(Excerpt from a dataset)
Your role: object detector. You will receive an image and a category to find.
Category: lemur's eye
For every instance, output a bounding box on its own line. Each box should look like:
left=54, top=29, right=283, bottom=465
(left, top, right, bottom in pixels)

...

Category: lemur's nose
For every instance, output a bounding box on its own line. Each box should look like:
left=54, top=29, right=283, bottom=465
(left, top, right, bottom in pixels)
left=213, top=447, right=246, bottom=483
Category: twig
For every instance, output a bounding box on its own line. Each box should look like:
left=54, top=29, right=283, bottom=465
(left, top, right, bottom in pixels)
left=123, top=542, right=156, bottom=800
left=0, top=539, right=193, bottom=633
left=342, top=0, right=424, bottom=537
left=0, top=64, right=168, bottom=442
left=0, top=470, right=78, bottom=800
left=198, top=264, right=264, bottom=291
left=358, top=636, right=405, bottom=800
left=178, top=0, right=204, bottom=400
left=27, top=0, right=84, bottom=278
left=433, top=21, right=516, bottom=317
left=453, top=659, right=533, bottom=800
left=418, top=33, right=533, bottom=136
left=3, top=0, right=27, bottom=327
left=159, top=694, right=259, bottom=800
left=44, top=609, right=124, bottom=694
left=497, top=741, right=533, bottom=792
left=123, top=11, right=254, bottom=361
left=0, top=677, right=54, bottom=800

==

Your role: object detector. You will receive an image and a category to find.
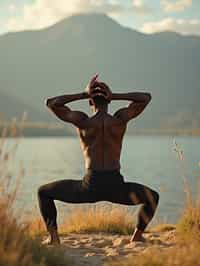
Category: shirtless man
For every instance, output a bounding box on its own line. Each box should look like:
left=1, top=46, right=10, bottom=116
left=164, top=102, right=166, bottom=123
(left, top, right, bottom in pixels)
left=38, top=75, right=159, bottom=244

Exercise task
Rewrite the entries starting at the line containing "Category: twig" and ending at the line containing "left=198, top=264, right=264, bottom=291", copying the wording and the sample box unchanged but multiplying every answer box coordinate by 1.65 and rounding it to a whole number, halves rounded up. Give only those lines.

Output of the task
Category: twig
For every instance, output a bounding box on its own line. Each box should look like:
left=54, top=29, right=283, bottom=465
(left, top, right, bottom in pixels)
left=203, top=894, right=257, bottom=1320
left=0, top=889, right=318, bottom=1044
left=564, top=0, right=700, bottom=886
left=0, top=106, right=277, bottom=729
left=0, top=776, right=129, bottom=1320
left=327, top=436, right=436, bottom=480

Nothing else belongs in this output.